> **TASK STATEMENT**:
Could you write out, word for word, the stretch of the listing below from the line containing "Do you see the white tent" through the line containing "[126,107,142,487]", with both of those lines included?

> **RECORDS FOR THE TASK**:
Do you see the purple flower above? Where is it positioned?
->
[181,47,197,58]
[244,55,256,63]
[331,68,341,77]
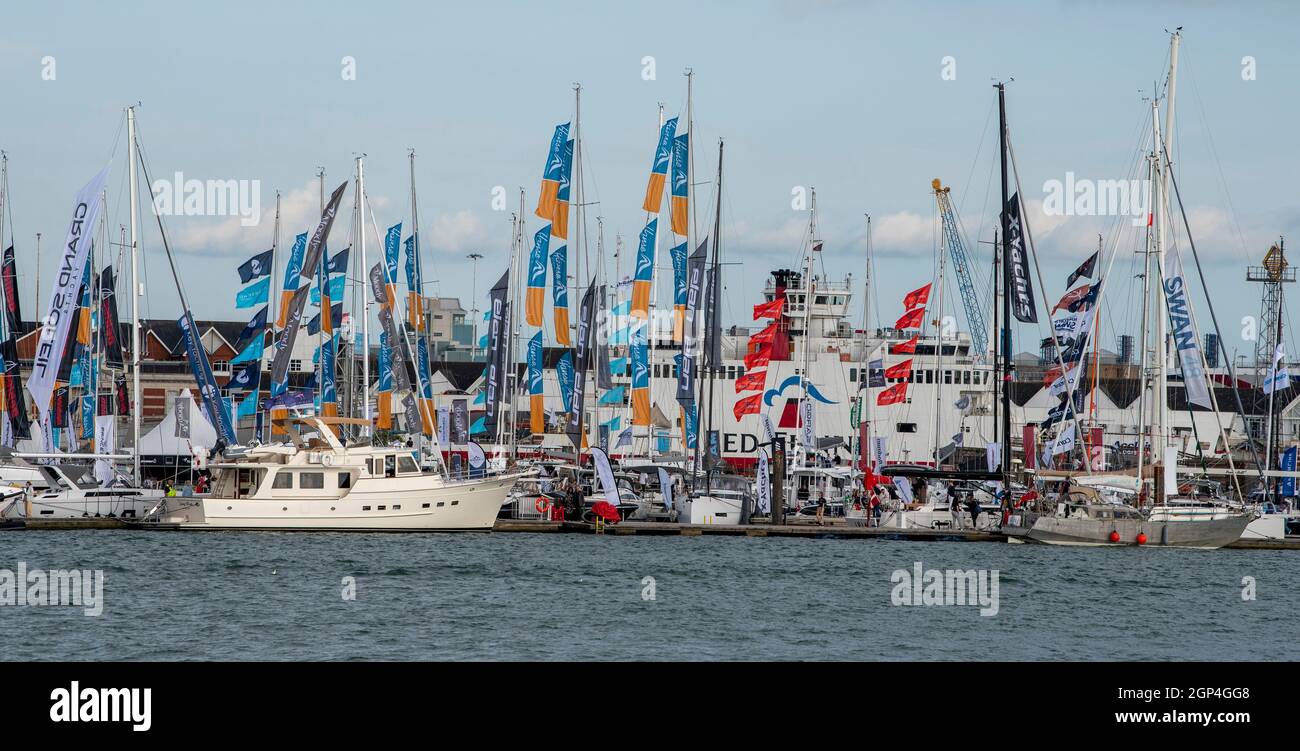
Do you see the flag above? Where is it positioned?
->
[902,285,932,311]
[889,335,920,355]
[235,279,270,308]
[641,117,685,210]
[551,138,573,240]
[745,347,772,370]
[524,225,551,326]
[226,360,261,391]
[736,370,767,394]
[672,135,690,235]
[668,243,686,344]
[1002,194,1039,324]
[528,331,546,433]
[534,122,569,219]
[1065,251,1101,287]
[732,394,763,420]
[754,295,785,321]
[276,233,307,329]
[885,357,913,378]
[876,381,907,407]
[894,308,926,330]
[629,322,650,425]
[325,246,352,276]
[632,218,659,318]
[555,350,573,413]
[29,166,108,417]
[239,249,276,285]
[551,246,569,347]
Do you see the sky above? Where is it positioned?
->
[0,0,1300,363]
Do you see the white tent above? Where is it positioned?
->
[139,390,217,456]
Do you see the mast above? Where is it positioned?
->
[935,209,956,469]
[997,83,1008,491]
[358,156,369,435]
[125,107,143,487]
[702,135,723,495]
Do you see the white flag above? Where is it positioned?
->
[27,166,108,414]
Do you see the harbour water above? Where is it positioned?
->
[0,530,1300,660]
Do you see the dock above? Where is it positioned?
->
[493,518,1006,542]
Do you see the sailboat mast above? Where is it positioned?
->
[997,83,1008,488]
[126,107,142,487]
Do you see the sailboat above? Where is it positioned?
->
[997,31,1253,548]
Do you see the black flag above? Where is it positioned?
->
[1065,251,1101,290]
[1002,194,1039,324]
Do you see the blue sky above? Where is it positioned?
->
[0,0,1300,361]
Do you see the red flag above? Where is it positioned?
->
[732,394,763,420]
[889,337,920,355]
[754,295,785,321]
[749,324,776,344]
[902,285,930,311]
[885,357,911,378]
[894,308,926,329]
[876,381,907,407]
[736,370,767,394]
[745,346,772,370]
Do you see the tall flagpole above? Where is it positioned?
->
[125,107,144,487]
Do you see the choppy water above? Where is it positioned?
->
[0,530,1300,660]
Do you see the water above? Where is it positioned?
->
[0,530,1300,660]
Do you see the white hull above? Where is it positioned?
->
[157,474,517,531]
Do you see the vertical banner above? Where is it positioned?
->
[551,245,569,347]
[1002,194,1039,324]
[451,399,469,446]
[564,279,603,444]
[524,225,551,326]
[528,331,546,434]
[754,448,772,513]
[27,166,108,414]
[628,320,650,426]
[800,398,816,451]
[177,311,238,444]
[632,220,659,318]
[484,272,510,434]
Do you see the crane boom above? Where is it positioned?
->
[930,178,988,360]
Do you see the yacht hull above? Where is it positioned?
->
[1027,515,1251,550]
[156,476,517,531]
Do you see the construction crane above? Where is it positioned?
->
[930,177,988,360]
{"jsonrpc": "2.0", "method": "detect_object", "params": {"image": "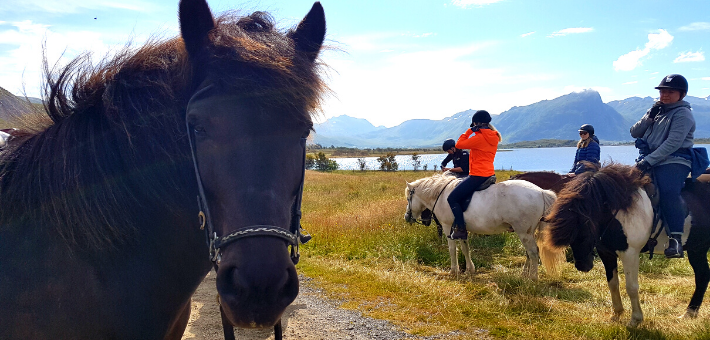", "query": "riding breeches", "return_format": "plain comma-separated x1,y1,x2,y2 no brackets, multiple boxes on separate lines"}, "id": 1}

653,163,690,234
446,176,489,227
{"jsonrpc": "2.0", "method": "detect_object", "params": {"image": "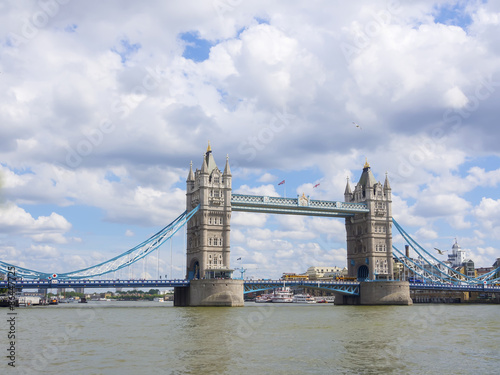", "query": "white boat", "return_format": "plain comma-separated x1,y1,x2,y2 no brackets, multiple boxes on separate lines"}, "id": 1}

316,296,335,303
293,294,316,303
255,294,272,303
271,287,293,303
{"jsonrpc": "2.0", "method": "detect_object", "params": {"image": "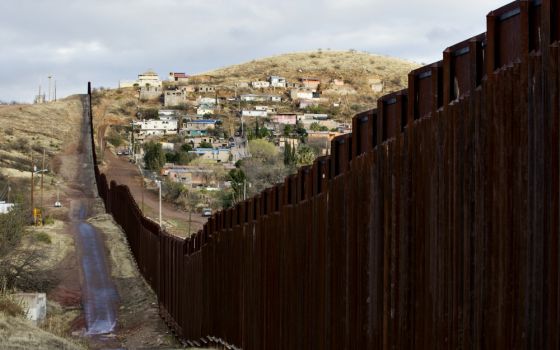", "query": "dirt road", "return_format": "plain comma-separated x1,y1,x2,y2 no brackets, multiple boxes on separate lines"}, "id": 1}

50,97,177,349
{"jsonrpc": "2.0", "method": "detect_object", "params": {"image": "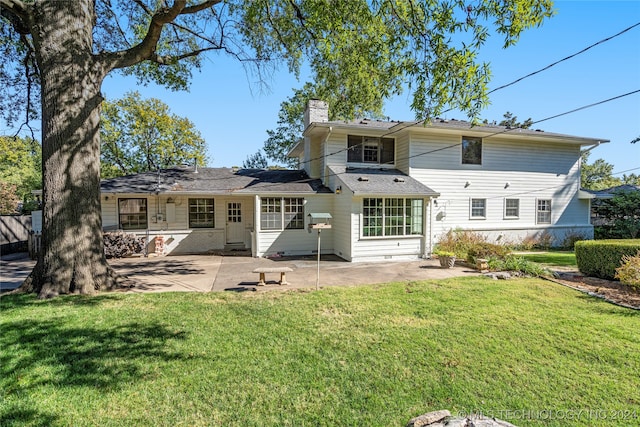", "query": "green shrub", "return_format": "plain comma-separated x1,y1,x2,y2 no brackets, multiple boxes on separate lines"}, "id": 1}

575,239,640,280
515,231,555,251
616,251,640,290
560,231,587,251
436,230,487,259
487,255,551,277
103,231,145,258
467,242,511,264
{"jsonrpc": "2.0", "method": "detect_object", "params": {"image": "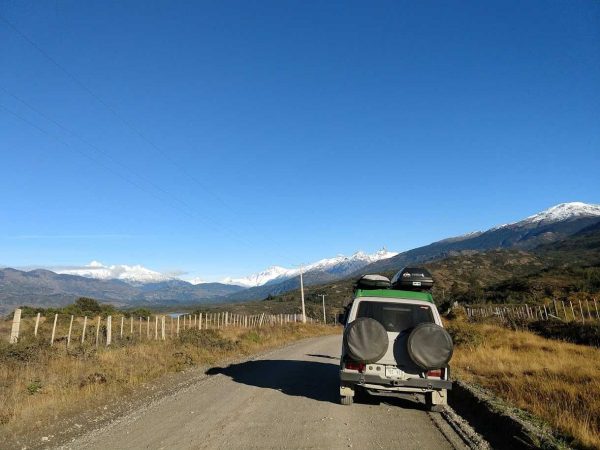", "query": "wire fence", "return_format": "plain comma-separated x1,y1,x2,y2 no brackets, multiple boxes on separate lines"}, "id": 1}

5,309,318,347
465,299,600,323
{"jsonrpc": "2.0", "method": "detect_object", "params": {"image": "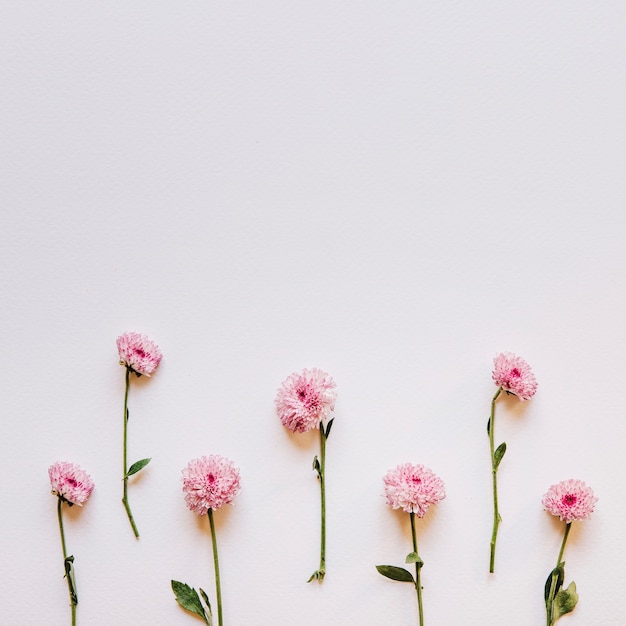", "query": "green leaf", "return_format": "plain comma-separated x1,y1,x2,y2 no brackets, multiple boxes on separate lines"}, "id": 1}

172,580,212,626
320,417,335,439
554,582,578,621
404,552,424,568
493,442,506,469
376,565,415,584
65,556,78,604
198,587,213,624
126,458,152,478
543,562,565,602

> **OUTPUT FOR THIS TASK**:
Do you see the white tent above? Where is it positioned?
->
[139,390,217,456]
Do you see the mast above? Where is it positioned?
->
[935,209,956,469]
[997,83,1008,491]
[358,156,369,435]
[125,107,143,487]
[702,135,723,495]
Do you see the white flag above? Where is it positioned?
->
[27,166,108,414]
Do you see the harbour water above? Where is it positioned?
->
[0,530,1300,660]
Do you see the dock above? Where is it positioned?
->
[493,518,1006,542]
Do you see the sailboat mast above? Where is it positioned?
->
[997,83,1008,488]
[126,107,142,487]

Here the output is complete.